WORK INSTRUCTIONS: Starting at the line that contains "find the window above door in the photo above", transcribe every remaining line of the entries exactly, including the last one.

SUPPLIED MATERIAL:
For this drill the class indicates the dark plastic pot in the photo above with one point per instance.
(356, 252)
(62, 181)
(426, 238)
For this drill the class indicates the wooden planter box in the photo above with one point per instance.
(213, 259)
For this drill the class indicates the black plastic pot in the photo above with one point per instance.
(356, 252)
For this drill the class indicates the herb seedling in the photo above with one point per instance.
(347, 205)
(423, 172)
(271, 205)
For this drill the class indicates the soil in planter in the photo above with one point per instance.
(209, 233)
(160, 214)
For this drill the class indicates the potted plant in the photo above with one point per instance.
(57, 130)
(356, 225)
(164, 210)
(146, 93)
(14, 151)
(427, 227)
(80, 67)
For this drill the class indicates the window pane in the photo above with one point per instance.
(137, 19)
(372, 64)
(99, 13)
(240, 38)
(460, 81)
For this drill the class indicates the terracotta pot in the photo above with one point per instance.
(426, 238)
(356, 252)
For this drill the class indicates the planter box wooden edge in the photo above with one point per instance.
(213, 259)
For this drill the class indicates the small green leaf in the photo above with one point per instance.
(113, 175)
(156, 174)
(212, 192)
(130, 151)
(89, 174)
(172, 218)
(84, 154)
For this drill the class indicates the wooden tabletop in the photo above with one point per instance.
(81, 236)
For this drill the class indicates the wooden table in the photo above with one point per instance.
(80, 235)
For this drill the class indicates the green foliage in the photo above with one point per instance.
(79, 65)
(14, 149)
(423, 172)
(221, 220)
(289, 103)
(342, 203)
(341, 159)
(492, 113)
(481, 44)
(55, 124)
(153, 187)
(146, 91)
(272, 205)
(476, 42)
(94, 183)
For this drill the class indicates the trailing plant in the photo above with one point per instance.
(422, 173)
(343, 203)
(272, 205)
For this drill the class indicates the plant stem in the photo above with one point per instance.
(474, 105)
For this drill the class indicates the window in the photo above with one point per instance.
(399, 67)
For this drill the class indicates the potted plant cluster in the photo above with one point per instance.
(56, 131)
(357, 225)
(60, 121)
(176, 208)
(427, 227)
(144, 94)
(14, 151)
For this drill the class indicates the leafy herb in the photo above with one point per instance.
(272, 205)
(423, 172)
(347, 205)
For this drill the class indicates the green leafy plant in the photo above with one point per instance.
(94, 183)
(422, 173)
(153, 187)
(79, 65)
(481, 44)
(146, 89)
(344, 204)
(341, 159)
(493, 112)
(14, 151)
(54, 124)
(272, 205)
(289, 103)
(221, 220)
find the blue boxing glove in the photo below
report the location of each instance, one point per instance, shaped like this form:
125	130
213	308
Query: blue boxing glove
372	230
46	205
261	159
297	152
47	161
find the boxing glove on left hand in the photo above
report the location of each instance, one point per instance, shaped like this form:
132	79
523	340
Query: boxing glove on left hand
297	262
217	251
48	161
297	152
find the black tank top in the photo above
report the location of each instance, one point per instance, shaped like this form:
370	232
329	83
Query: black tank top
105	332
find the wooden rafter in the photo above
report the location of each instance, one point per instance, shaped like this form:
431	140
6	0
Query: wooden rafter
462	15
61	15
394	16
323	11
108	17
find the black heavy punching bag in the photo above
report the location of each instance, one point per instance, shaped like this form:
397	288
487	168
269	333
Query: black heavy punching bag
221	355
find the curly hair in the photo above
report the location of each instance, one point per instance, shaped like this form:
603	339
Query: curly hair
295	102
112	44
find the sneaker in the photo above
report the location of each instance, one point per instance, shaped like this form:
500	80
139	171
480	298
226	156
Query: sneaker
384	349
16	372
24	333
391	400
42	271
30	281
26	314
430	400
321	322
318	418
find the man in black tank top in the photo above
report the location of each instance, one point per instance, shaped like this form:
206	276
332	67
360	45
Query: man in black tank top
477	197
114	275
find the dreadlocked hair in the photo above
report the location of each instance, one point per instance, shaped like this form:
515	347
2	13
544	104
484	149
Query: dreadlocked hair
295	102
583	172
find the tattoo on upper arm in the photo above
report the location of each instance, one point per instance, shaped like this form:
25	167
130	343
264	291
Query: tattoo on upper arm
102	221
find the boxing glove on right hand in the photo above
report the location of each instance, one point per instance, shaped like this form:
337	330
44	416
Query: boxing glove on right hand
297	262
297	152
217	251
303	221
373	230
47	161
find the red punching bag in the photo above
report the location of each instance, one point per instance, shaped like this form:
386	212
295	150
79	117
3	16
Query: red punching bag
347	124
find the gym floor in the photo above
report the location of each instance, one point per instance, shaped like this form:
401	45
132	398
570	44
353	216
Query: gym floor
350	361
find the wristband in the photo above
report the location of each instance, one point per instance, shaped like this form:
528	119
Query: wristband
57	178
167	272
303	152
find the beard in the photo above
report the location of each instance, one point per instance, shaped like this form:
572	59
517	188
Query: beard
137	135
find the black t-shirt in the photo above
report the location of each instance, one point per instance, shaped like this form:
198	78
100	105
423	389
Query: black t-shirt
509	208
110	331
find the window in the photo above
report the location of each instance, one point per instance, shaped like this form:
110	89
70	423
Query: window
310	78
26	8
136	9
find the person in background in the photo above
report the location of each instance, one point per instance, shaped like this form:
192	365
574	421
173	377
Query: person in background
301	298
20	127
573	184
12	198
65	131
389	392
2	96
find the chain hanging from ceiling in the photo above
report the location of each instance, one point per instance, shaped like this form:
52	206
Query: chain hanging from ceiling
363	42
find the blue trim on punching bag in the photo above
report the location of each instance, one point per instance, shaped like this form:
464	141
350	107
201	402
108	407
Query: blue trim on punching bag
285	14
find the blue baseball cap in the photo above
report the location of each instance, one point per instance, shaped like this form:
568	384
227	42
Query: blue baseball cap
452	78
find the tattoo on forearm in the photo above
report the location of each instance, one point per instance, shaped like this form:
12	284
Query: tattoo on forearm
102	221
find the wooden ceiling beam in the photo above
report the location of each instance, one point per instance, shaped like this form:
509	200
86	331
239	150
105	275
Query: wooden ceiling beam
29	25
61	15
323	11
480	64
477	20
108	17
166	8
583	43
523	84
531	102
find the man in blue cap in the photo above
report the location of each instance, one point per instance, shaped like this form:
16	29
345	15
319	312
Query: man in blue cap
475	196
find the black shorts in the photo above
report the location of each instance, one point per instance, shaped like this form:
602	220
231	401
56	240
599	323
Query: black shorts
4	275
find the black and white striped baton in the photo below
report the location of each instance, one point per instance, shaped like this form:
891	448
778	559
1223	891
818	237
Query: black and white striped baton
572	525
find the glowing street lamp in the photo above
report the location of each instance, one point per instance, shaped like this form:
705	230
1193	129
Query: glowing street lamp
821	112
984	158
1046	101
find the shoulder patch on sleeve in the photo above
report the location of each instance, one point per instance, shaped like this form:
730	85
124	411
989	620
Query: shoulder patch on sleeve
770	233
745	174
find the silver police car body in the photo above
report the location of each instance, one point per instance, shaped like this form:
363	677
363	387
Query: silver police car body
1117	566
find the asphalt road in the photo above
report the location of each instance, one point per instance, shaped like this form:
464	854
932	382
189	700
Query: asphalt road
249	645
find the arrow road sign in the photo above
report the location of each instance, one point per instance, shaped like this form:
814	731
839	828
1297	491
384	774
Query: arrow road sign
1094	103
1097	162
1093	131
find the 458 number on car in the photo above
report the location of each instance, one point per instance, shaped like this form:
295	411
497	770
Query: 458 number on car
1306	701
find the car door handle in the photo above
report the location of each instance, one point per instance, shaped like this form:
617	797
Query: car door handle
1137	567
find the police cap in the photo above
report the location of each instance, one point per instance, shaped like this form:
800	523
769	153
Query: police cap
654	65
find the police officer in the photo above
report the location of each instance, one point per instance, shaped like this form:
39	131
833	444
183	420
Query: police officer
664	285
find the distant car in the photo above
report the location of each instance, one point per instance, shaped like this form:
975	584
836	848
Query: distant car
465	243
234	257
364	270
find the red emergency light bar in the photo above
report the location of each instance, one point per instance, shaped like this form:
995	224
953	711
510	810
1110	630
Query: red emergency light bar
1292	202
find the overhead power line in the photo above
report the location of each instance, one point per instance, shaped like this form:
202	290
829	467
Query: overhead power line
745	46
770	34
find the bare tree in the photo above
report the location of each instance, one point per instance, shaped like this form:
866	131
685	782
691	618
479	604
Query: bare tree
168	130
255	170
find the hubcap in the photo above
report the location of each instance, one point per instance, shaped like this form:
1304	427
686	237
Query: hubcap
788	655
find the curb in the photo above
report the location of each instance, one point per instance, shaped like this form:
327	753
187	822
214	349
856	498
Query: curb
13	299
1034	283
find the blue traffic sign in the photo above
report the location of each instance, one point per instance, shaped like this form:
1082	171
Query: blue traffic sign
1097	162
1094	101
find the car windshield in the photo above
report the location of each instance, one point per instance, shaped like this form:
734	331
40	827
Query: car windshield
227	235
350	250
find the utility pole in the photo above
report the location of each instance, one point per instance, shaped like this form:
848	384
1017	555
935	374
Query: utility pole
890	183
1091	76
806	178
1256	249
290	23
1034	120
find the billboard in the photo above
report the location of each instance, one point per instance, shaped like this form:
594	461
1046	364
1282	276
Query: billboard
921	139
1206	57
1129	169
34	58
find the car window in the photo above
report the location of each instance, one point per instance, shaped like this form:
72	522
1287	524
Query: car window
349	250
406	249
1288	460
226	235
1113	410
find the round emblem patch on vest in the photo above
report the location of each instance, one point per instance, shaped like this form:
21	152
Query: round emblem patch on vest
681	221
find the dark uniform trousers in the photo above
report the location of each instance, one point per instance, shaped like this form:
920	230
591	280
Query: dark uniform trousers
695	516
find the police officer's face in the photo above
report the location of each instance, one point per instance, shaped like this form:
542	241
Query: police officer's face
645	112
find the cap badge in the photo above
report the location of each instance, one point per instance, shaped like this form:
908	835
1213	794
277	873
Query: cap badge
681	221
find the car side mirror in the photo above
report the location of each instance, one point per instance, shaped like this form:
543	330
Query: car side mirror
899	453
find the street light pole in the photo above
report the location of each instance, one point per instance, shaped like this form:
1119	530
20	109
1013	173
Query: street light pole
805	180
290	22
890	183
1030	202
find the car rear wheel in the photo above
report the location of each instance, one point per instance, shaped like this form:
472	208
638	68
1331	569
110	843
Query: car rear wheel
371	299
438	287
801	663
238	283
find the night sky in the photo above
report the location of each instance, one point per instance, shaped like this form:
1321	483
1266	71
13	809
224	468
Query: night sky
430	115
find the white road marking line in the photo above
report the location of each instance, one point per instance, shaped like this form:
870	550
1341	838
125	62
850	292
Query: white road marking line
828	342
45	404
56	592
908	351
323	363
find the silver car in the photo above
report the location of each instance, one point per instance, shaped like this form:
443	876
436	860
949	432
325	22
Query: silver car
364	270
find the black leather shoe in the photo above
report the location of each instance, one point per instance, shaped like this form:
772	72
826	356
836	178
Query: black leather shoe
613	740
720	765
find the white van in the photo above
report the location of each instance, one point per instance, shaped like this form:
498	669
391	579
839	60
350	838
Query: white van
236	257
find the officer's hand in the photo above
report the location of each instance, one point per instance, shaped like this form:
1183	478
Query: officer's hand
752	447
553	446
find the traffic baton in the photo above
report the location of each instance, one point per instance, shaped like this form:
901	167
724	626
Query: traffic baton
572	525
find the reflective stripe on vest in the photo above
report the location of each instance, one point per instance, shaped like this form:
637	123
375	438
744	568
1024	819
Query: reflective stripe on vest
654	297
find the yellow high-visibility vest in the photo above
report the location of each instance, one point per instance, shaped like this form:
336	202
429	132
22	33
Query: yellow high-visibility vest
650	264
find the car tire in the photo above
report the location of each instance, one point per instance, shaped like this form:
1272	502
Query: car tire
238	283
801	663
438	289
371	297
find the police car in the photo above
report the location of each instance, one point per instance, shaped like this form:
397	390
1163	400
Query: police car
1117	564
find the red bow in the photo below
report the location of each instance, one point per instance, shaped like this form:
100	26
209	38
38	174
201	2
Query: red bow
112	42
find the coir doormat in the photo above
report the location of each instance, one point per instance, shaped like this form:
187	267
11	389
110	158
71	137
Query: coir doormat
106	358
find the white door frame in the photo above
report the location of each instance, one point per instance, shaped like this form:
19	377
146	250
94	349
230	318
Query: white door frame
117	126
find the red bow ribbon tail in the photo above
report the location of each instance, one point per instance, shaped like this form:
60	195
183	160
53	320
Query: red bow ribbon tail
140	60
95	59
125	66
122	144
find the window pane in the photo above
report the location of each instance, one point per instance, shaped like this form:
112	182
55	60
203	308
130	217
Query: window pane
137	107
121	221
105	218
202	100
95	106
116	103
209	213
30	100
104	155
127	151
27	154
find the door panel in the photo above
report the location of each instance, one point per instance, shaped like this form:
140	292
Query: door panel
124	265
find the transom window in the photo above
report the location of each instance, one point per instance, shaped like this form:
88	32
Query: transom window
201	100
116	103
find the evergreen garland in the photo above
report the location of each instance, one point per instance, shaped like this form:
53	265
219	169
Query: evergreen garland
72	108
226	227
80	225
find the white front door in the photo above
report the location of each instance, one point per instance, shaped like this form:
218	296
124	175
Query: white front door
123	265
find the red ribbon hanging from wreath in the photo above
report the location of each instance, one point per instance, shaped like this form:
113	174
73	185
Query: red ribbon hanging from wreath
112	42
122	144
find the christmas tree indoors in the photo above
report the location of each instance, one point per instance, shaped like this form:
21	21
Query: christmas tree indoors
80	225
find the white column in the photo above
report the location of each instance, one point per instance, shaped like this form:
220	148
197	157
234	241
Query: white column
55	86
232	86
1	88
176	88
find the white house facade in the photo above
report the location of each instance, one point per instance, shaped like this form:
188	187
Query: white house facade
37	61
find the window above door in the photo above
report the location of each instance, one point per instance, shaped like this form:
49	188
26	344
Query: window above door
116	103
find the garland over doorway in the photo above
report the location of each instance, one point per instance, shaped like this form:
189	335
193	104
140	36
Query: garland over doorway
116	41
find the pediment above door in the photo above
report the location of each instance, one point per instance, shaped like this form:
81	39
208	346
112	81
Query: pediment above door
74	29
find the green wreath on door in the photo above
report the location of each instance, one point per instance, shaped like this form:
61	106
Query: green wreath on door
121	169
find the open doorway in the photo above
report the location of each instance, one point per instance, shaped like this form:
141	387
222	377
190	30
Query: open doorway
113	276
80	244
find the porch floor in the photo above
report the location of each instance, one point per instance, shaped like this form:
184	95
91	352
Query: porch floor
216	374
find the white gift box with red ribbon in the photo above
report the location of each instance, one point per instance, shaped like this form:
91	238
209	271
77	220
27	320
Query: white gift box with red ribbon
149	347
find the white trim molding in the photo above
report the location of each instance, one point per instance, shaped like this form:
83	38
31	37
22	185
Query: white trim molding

FULL SOLUTION:
find the window above door in the photo above
report the location of each instance, one point per instance, shaped like this form:
49	188
26	344
Query: window above door
116	103
find the garland over doorway in the photo above
report the location of each instance, one point per instance, shaped like this form:
189	335
193	104
140	36
Query: garland over doorway
116	41
find the pediment above door in the photo above
report the location of each instance, one point per instance, shaped like this form:
81	39
208	346
112	81
Query: pediment above door
74	29
find the green wreath on door in the photo above
report the location of each instance, one point per instance, shaped like this form:
61	106
Query: green wreath on door
121	169
find the open doorway in the photo above
report the location of each instance, one point per instance, shaped like this form:
141	387
222	377
190	30
Query: open doorway
113	276
80	244
find the porch floor in the photo above
report the location of each instance, one point per instance, shaped like this form:
184	95
91	352
Query: porch floor
216	374
find the white gift box with red ribbon in the photo above
report the location of each instance, one point per instance, shaped like this form:
91	238
209	271
77	220
27	320
Query: white gift box with red ribbon
149	347
find the white trim molding in the photo above
report the location of each instance, one point per instance, shaped like this form:
83	38
31	37
22	185
Query: white trim molding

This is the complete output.